Records for this task >>
****

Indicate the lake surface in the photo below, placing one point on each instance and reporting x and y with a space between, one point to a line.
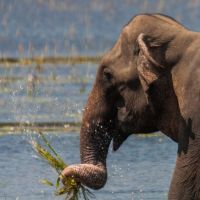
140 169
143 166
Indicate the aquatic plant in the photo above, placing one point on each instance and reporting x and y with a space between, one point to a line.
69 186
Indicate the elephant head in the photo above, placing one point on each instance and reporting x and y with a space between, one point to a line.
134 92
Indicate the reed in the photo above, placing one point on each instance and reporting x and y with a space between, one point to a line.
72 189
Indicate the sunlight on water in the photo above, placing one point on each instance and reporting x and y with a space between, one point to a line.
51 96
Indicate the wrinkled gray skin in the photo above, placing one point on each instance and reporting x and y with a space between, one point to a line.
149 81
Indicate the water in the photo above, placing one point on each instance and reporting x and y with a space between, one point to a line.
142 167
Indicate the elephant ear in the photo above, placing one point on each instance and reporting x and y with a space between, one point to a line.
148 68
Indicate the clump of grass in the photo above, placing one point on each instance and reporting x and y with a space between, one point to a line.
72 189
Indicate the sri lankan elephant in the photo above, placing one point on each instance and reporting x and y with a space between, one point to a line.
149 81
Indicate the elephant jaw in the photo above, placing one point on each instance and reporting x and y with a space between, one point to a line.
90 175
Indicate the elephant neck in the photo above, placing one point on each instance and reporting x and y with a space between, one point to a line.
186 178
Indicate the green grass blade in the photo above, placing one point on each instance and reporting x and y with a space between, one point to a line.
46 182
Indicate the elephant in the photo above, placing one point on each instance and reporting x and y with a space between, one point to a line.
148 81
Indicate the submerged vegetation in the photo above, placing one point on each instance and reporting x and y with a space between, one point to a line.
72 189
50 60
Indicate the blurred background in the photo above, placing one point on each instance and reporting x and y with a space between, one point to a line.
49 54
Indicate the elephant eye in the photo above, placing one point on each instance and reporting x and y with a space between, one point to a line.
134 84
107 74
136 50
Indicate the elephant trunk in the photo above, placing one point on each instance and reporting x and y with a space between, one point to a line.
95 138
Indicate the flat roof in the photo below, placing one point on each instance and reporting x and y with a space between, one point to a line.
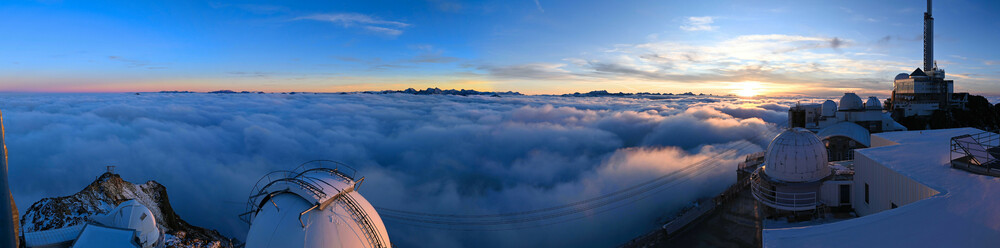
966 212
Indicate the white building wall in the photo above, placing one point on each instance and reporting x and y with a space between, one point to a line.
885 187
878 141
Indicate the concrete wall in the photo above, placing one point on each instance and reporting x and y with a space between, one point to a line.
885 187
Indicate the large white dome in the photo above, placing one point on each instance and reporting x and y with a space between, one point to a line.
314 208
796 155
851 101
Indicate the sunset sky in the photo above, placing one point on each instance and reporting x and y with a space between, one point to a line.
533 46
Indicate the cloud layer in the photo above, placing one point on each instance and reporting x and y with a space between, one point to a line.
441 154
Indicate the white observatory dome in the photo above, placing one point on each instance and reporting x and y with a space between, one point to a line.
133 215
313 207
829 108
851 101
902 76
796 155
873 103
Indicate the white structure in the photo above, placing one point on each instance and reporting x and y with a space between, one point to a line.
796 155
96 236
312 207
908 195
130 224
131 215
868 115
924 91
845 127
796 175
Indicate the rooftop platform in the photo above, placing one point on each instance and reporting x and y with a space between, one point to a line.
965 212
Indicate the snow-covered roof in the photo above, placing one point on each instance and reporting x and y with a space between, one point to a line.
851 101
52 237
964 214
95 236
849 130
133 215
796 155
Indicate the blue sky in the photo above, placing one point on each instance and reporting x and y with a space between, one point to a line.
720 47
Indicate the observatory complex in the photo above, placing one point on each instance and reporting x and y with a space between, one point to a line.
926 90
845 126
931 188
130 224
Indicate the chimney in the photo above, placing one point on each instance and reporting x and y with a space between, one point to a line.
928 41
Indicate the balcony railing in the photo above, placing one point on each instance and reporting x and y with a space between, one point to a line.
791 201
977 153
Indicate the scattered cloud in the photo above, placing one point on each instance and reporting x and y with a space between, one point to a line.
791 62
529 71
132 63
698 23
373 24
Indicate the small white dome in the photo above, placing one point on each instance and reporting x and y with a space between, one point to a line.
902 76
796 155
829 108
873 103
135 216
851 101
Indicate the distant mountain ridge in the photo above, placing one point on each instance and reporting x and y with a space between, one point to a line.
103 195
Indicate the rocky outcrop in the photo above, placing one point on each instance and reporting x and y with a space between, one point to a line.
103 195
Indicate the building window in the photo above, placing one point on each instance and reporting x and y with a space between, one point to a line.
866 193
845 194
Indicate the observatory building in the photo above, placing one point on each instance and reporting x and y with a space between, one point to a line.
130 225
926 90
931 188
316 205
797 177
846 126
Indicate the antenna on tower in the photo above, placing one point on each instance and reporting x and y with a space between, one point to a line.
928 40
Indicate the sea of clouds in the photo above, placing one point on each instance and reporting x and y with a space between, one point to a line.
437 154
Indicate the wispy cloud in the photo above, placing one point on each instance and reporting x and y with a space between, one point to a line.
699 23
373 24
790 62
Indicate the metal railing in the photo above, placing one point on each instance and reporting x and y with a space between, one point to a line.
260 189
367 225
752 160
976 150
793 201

****

Your objective >> Begin with the line containing "Indicate the antenna" and repeat each line exactly until the records above end.

Task answer >>
Indicate the antenna on tower in the photo above, placing one point on each instance and reporting x and y with a space between, one point to a line.
928 40
Indicate the sea of clouds in the photo above, placing one point on each instance and reporting x and y with a space between, one point to a line.
437 154
Indicate the wispy cloud in the photo above, placing one point on each instance and reporting x and y with a space between, one point to a line.
699 23
373 24
790 62
Indicate the metal railing in the photo above, placing one point on each instance and reporting x and y with a space between, one point to a line.
260 189
367 225
752 160
976 150
793 201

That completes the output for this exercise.